# What to do:
For this exercise, print the listing below exactly, without its pictures.

====== Source material

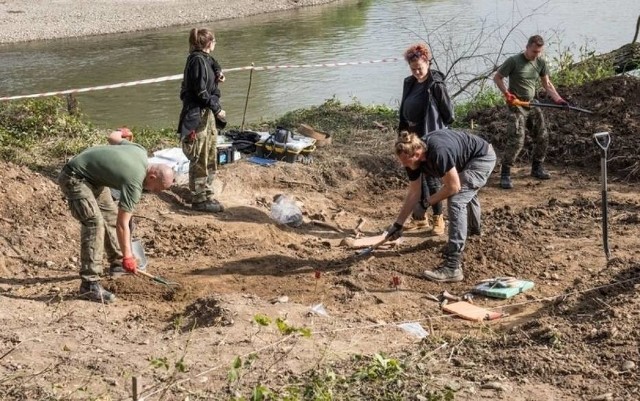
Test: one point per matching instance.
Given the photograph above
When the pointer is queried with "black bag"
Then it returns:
(243, 141)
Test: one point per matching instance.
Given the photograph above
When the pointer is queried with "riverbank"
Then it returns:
(29, 20)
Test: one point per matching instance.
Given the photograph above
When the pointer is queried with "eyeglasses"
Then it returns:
(416, 56)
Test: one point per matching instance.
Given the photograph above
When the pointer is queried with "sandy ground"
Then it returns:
(28, 20)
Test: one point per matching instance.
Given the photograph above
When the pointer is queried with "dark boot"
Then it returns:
(210, 206)
(449, 272)
(505, 177)
(539, 172)
(93, 291)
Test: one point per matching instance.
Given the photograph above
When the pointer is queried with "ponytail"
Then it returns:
(408, 144)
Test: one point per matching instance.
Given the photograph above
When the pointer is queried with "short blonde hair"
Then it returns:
(408, 144)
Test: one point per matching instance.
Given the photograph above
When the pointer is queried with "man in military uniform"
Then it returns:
(85, 181)
(524, 70)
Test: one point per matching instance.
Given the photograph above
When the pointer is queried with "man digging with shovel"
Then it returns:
(85, 181)
(524, 70)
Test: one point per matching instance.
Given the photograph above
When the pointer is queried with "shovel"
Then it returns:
(554, 106)
(138, 252)
(602, 139)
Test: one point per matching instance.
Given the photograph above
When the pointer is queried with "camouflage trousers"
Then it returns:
(94, 208)
(200, 149)
(522, 119)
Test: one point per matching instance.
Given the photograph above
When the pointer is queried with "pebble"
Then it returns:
(38, 20)
(494, 386)
(602, 397)
(628, 365)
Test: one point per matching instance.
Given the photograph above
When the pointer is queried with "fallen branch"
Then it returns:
(326, 225)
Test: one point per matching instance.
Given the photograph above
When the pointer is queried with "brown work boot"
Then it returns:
(437, 220)
(417, 224)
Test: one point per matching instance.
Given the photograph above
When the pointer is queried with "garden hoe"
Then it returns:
(602, 139)
(554, 106)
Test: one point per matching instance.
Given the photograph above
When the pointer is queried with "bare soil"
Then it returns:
(573, 337)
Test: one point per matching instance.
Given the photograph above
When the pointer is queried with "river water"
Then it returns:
(350, 31)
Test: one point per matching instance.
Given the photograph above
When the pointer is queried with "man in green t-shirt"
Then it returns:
(85, 181)
(524, 70)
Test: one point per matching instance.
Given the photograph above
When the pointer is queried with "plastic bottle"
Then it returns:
(285, 211)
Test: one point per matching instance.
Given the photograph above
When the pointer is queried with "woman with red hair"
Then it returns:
(425, 107)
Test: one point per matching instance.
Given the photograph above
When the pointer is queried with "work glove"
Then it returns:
(561, 102)
(126, 134)
(510, 98)
(130, 264)
(394, 232)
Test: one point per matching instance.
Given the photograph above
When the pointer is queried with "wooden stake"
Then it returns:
(134, 388)
(246, 103)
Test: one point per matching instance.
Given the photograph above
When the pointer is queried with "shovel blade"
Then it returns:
(364, 252)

============

# Reply to the task:
Test: one point per matching instance.
Given the photograph above
When the pointer is queried with "black bag"
Then it returns:
(243, 141)
Test: one point per matching instance.
Given the photograph above
When the pointer is queried with "riverbank"
Then it returns:
(29, 20)
Test: one point per matching instance.
Given the photograph above
When the pointer is queried with "eyeglasses"
Then it returns:
(416, 56)
Test: one point per matching instance.
Given the photograph above
When the pointer is queried with "sandy ground"
Then it returns:
(28, 20)
Test: one point per matching instance.
Given the photograph above
When the pointer is queried with "dark boot"
Then it returns:
(210, 206)
(449, 272)
(505, 177)
(539, 172)
(93, 291)
Test: one point per matching instance.
Given the photograph above
When the pointer is queried with "ponytail"
Then it returns:
(408, 144)
Test: one point per matching instance.
Given the photograph above
When the pointer is queried with "short blonde hair"
Then it returns:
(408, 144)
Test: one point per matching instance.
Given the photograph above
When the pointer is queried with "man in military uniform"
Then it returns:
(85, 181)
(524, 70)
Test: one point per matching instance.
Given the photograph above
When the pointer is queried with "man digging with shovel"
Then it returns:
(85, 181)
(524, 70)
Test: one point per matching instance.
Given the photograph above
When the pointer is queried with "shovel"
Then it returns:
(554, 106)
(138, 252)
(602, 139)
Test: one point per matching instance.
Given the photograph above
When the pointer is queried with "camouflage trousers"
Then it returns:
(94, 208)
(200, 149)
(522, 119)
Test: one point per matching instance.
Given the photograph above
When the pointer is queried with "pebble"
Then it returns:
(38, 20)
(494, 386)
(602, 397)
(628, 365)
Test: one point per matching instance.
Given the photograph above
When the pointer is queried with "fallen branch"
Then it returns:
(326, 225)
Test: one point per matching instance.
Given the photograph above
When the pointer is queried with "brown work boot"
Then it returns:
(437, 220)
(417, 224)
Test: one point per matching instance.
Given the photograph above
When the pointer is queried with "garden hoe"
Then it returns:
(602, 139)
(554, 106)
Test: one point per matching instance.
Given the photograph above
When the pointer is queried with "bare soil"
Then it returns:
(573, 337)
Test: one point per matching instance.
Given the photograph above
When the pointer is queried with "river water"
Then it returns:
(350, 31)
Test: one point per matching instance.
Given the photograph above
When the pointer is queried with "man in green t-shirt"
Then it returns:
(85, 181)
(524, 70)
Test: one point per matching instance.
Given the photograph above
When the pointer is queried with "plastic bottle"
Then it returns:
(285, 211)
Test: one point per matching instance.
Given the photograph above
When the pointer is queried with "woman with red hair"
Then it returns:
(425, 107)
Test: one point per matching instance.
Given the photograph above
When the pointer is queried with "work glove"
Then it returns:
(561, 102)
(126, 134)
(510, 98)
(130, 264)
(394, 232)
Test: one point per matching instance.
Given the photograph above
When the pointer is queried with "wooden stake"
Then it returns:
(134, 388)
(246, 103)
Test: one point per matching instance.
Given the photograph above
When the pointer is queried with "shovel blade"
Then it returns:
(364, 252)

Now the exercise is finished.